** START MATERIAL FOR THE TASK **
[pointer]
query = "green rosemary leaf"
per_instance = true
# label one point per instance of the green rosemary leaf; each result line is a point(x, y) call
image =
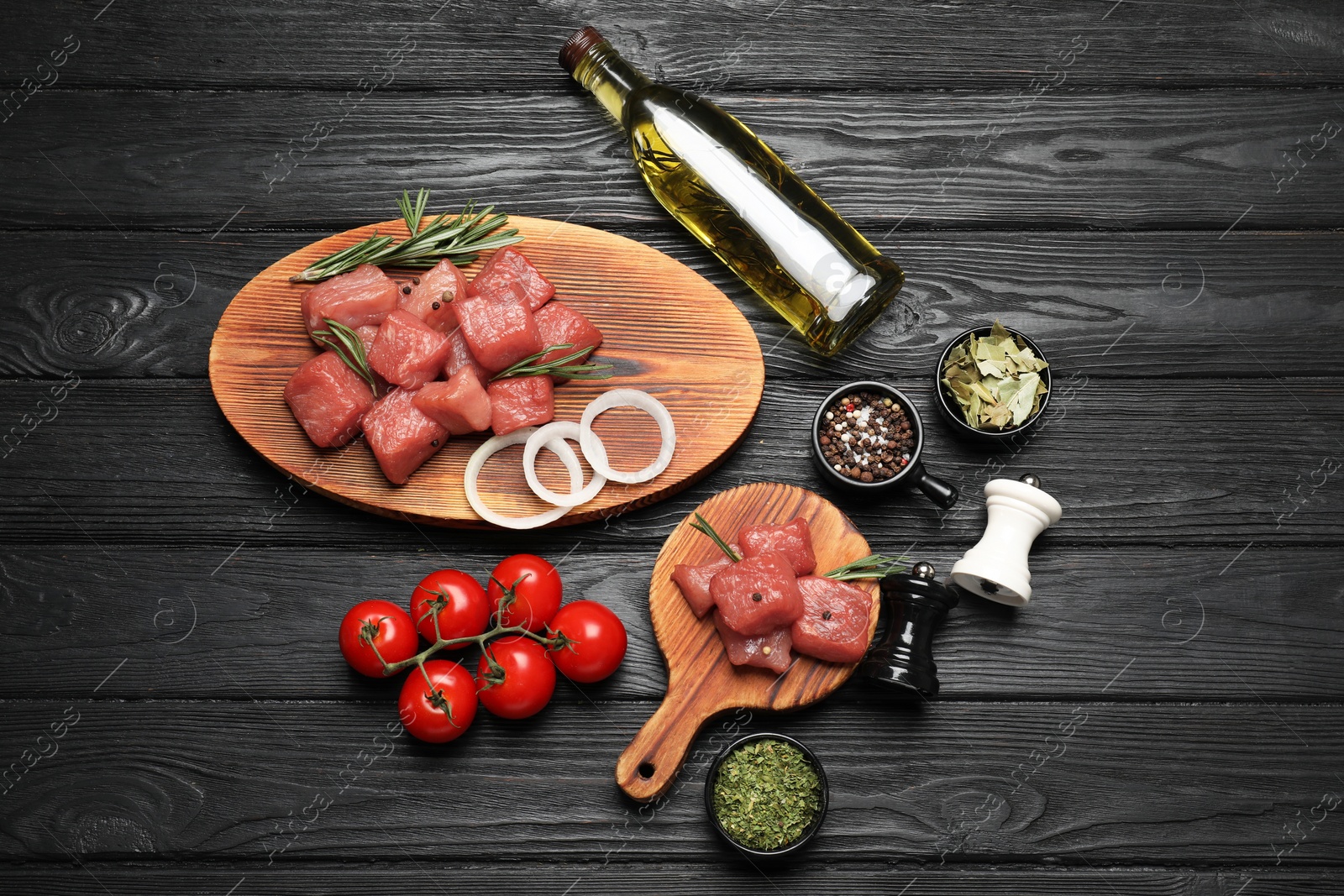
point(557, 367)
point(874, 566)
point(703, 527)
point(412, 214)
point(460, 239)
point(349, 347)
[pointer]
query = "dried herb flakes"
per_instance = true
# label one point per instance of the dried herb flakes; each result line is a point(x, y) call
point(995, 379)
point(766, 794)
** END MATERIAL FOR THE TASK **
THE TASK »
Print every line of the listing above verbatim, leaving out the picture.

SOLUTION TO THIS TASK »
[pointer]
query = "green rosemary leaf"
per_instance = true
# label one point per instance of the green rosemary leaf; each result line is a point(x, y) call
image =
point(557, 367)
point(874, 566)
point(703, 527)
point(412, 214)
point(460, 239)
point(349, 347)
[pointer]
query = "dried herb flakes"
per_instance = true
# label one point per instance of the dried herb flakes; each result line is a point(x, y) call
point(995, 379)
point(766, 794)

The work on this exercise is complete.